(Excerpts from point annotation data)
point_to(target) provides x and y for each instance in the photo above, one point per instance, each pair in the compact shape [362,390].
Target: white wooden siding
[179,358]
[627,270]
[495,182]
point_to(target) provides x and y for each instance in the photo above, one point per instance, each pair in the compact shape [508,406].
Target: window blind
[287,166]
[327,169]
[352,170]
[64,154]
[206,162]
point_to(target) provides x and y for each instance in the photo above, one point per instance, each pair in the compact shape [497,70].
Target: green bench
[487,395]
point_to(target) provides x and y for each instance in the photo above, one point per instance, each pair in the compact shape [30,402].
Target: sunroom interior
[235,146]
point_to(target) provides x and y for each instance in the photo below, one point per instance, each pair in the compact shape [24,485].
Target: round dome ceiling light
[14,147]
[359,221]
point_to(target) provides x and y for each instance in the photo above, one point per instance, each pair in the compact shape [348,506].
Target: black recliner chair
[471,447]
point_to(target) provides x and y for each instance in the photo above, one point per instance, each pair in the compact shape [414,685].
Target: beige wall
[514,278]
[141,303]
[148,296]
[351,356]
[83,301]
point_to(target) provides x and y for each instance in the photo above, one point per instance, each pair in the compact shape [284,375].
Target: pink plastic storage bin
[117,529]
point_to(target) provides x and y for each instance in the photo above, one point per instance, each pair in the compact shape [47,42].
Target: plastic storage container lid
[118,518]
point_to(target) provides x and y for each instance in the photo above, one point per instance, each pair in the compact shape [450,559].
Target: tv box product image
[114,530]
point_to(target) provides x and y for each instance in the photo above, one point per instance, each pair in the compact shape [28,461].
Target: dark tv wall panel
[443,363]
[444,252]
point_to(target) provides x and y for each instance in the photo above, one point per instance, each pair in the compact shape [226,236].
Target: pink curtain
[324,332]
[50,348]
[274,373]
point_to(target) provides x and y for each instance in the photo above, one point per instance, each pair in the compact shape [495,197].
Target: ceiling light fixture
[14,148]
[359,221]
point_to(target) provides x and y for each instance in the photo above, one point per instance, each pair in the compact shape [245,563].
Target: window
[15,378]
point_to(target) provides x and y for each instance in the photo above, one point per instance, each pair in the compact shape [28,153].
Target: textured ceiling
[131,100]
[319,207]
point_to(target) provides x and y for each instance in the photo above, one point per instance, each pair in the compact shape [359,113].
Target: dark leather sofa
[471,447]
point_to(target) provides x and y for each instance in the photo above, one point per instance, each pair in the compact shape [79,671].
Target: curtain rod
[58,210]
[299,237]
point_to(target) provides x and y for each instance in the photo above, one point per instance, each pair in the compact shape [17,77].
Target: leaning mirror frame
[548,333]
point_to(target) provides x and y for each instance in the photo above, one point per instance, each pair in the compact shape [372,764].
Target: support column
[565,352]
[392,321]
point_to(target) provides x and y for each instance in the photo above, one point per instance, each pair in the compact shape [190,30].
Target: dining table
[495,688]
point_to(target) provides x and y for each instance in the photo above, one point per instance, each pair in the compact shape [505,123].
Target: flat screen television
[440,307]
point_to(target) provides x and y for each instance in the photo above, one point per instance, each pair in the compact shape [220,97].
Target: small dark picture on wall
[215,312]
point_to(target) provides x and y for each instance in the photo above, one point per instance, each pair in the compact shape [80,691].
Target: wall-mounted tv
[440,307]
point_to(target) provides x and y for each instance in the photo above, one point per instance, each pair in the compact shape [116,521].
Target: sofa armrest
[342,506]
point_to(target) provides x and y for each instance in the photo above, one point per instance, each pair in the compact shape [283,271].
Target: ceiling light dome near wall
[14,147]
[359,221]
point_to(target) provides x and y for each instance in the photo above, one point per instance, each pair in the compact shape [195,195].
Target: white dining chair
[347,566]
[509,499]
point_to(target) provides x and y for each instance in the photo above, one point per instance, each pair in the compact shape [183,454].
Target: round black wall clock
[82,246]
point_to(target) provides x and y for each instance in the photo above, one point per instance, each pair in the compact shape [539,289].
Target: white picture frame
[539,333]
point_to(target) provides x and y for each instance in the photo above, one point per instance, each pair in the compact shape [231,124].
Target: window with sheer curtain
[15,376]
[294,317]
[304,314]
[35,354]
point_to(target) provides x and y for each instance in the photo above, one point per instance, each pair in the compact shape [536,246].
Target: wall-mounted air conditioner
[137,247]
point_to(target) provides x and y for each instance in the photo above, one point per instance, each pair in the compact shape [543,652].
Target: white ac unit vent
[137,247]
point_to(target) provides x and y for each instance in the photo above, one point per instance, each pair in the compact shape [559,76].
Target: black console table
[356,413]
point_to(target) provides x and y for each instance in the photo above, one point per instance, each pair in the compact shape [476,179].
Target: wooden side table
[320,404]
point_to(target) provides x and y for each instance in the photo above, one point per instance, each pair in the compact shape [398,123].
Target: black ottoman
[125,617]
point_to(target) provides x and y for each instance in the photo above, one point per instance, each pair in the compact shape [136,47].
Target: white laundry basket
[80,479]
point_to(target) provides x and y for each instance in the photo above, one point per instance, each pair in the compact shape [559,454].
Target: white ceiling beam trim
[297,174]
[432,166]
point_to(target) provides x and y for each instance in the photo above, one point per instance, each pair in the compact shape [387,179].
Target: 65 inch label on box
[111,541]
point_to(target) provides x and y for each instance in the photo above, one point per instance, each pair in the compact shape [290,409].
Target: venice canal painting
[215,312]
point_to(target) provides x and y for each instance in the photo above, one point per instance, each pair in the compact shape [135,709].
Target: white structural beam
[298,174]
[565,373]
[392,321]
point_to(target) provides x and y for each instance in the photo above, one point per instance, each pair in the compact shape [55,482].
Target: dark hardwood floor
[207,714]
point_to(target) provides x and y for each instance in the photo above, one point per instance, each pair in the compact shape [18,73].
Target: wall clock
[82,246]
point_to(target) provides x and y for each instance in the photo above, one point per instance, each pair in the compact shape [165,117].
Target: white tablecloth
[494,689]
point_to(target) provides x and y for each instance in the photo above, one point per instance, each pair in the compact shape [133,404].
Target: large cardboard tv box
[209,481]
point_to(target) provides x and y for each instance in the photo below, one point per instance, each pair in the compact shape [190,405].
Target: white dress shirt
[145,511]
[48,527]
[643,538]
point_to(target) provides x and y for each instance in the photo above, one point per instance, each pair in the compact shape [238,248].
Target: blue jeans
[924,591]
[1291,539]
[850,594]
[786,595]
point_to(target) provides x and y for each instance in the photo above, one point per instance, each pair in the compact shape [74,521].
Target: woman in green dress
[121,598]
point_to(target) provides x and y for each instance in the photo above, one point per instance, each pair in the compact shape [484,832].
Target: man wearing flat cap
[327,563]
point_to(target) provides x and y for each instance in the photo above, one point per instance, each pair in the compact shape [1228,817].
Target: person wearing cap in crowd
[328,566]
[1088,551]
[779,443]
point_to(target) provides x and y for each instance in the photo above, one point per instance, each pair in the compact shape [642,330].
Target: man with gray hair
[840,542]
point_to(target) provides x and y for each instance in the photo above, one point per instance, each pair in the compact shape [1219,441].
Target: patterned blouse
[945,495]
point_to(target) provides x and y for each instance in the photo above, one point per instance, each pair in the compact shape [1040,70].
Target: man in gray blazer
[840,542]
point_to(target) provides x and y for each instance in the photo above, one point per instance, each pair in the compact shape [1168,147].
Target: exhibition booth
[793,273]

What the task asks: Each line of the material above needs to be quoted exactly, please.

Solution to the exercise:
point_to(target) provides x and y for each instance in the photo above, one point per instance, each pair in the compact shape [362,390].
Target: white wooden siding
[179,358]
[627,270]
[495,182]
point_to(target) provides x and y for each instance in the photo above, one point per instance, each pair in the compact shape [508,406].
Target: window blind
[287,166]
[327,169]
[352,170]
[64,154]
[206,162]
point_to(target) provides x and y for each instance in the photo above, one point per instance, each pair in the compact shape [497,70].
Target: green bench
[487,395]
point_to(target) provides x and y for each instance in the photo above, one point per instance, each pair in the compact shape [30,402].
Target: sunroom interior
[235,146]
point_to(target) provides x and y for each instance in the photo below, one point per instance, each pair in the compact shape [24,485].
Target: round dome ceiling light
[14,147]
[359,221]
point_to(target) provides x and y for each instance in the photo above, one point per instance, each pair in the compact shape [348,506].
Target: black recliner chair
[471,447]
point_to(target) provides x and y for each instance in the photo above, one point per instance, each pair in the compact shape [414,685].
Target: beige wall
[514,278]
[141,303]
[148,296]
[351,356]
[83,301]
point_to(target) provides x and y for each instance in the photo above, one point per instance, each pair in the compact shape [284,375].
Target: pink plastic storage bin
[117,529]
point_to(target) provides x and y for each instance in the photo above, one point per instance, each pair in the compact shape [47,42].
Target: plastic storage container lid
[118,518]
point_to(target) provides x and y for each instance in the photo above, one point per instance, each pair in the compact shape [450,559].
Target: tv box product image
[114,530]
point_to(target) provides x and y for each instance in the photo above, one point per instance, each pair in the compact shape [28,461].
Target: dark tv wall panel
[443,363]
[444,252]
point_to(target) provides x and y for each instance in the photo above, one point per instance, each pair in the compact shape [226,236].
Target: pink curtain
[324,332]
[50,348]
[274,373]
point_to(target) provides x and y for each instance in the photo above, one point per instance, each pair in the compact shape [495,197].
Target: ceiling light fixture
[14,148]
[359,221]
point_to(target) provides x and y for each instance in the photo above, one point per instance, each pair in the compact shape [245,563].
Target: window
[15,378]
point_to(target) provides x and y for each instance in the photo above, one point per instance, each pair in the compact shape [28,153].
Target: textured ceiling
[131,100]
[319,207]
point_to(target) provides x and y for each instance in the photo above, one point per instance, each pair in the compact shape [359,113].
Target: dark leather sofa
[471,447]
point_to(target) provides x and y for each instance in the photo above, one point per instance, each pair in the compact shape [79,671].
Target: curtain rod
[58,210]
[299,237]
point_to(target) provides x and y for each instance in the photo above, one point per instance, each pair in the compact shape [17,77].
Target: leaning mirror frame
[548,333]
point_to(target) provides x and y for each instance in the photo above, one point per instance, each pair in the compact shape [372,764].
Target: support column
[565,352]
[392,321]
point_to(target) provides x and y for each instance in the photo above, one point per instance, each pair in the compact shape [190,30].
Target: dining table
[495,688]
point_to(target) provides x and y for each instance in the photo above, one point per instance, each pair in the compact shape [505,123].
Target: flat screen television
[440,307]
point_to(target) provides x and y for each instance in the photo above, one point per instance, each pair in the compact shape [220,97].
Target: small dark picture on wall
[215,312]
point_to(target) provides x and y for each instance in the photo above, one point per instance, each pair in the compact shape [80,691].
Target: wall-mounted tv
[440,307]
point_to(target) provides x and y for each instance in the photo above, one point per instance, each pair in the compact shape [116,521].
Target: sofa armrest
[342,506]
point_to(target) provides x and y for each instance in the photo above, one point per instance, each pair in the compact shape [283,271].
Target: ceiling light dome near wall
[14,147]
[359,221]
point_to(target) provides x and y for each instance in the photo above, one point per instance, each pair in the compact shape [195,195].
Target: white dining chair
[347,566]
[509,499]
point_to(target) provides x and y for each instance in the photo above, one point per instance, each pair in the compact shape [183,454].
Target: round black wall clock
[82,246]
point_to(target) provides x and y for each instance in the photo above, one point per instance, each pair in the compact shape [539,289].
Target: white picture frame
[539,333]
point_to(target) provides x and y for each instance in the photo above, one point per instance, each pair in the compact shape [231,124].
Target: window with sheer curtain
[15,376]
[294,317]
[304,314]
[35,354]
point_to(target) provides x and y for each instance in the photo above, one point per instance, each pair in the compact shape [536,246].
Target: wall-mounted air conditioner
[137,247]
point_to(target) provides x and y for each instance in the photo above, one point per instance, each pair in the compact shape [543,652].
Target: white ac unit vent
[137,247]
point_to(target) provides x and y for each instance in the photo above, one point per instance, each pair in the compact shape [559,76].
Target: black console table
[356,413]
point_to(target) provides x and y for each instance in the photo above, one point per instance, each pair in the compact shape [476,179].
Target: wooden side table
[320,404]
point_to(target) provides x and y for each instance in the photo above, one point per instance, each pair in the compact shape [398,123].
Target: black ottoman
[125,617]
point_to(target) provides x and y for each instance in the photo above, one point per instance, each pair in the compact shape [136,47].
Target: white laundry basket
[80,479]
point_to(target) provides x and y for each instance in the photo above, one point per instance, each pair in the compact shape [559,454].
Target: white ceiling beam trim
[297,174]
[432,166]
point_to(target) provides x and y for each instance in the photo above, one point per instance, each pair in the compact shape [387,179].
Target: 65 inch label on box
[111,541]
point_to(target) provides x and y for each instance in the photo above, one point per instance, each pair in the compact shape [290,409].
Target: venice canal painting
[215,312]
point_to(target) provides x and y for each instance in the photo above, one point per instance, each pair in the compact shape [135,709].
Target: white structural beam
[298,174]
[565,373]
[392,321]
point_to(target) provides x and y for each instance in the photo above, one point per instance, each pair in the compact shape [55,482].
Target: dark hardwood floor
[207,714]
point_to(target) provides x and y for each instance in the photo above, one point per instance, each pair in the compact shape [18,73].
Target: wall clock
[82,246]
point_to(target) provides x and y for each instance in the photo above, one point per instance, each pair in the compact shape [165,117].
Target: white tablecloth
[494,689]
point_to(target) provides x and y for each instance in the photo above, one point per instance, each pair in the compact shape [133,404].
Target: large cardboard tv box
[209,481]
point_to(target) provides x and y for each instance in the photo below, one point per instance, each pair in the compact shape [190,405].
Target: white dress shirt
[145,511]
[48,527]
[643,538]
point_to(target) provides x and y for each instance in the photo above, one point per instance, each pair in the compact shape [238,248].
Target: blue jeans
[924,591]
[1291,539]
[850,594]
[786,595]
point_to(target) provides x and y for each instance in the photo above, one point per instance, each pair in the compact shape [74,521].
Target: woman in green dress
[121,598]
point_to(target) provides x and y for each instance in the photo above, one point per instance, each pair in the compact shape [484,832].
Target: man wearing flat cap
[327,563]
point_to(target) provides x and y for each instance in the photo above, one point per instance, each pair in the compact shape [1228,817].
Target: person wearing cap in crowd
[328,566]
[1088,551]
[779,443]
point_to(target) provides x and y for each instance in the photo above, one point per instance, each pair in the compact shape [642,330].
Target: man with gray hair
[840,542]
point_to(target) provides x and y for each instance in the photo above, one point per instance, each pair in the compact shape [1219,441].
Target: patterned blouse
[945,495]
point_to(target) provides x and y for each instance in the photo above, one point per instance, each pair in the compact shape [1040,70].
Target: man in gray blazer
[840,542]
point_to(target) provides x and y for each instance in the photo above, one point per instance, each pair in the compact shape [1168,147].
Target: exhibition booth
[793,273]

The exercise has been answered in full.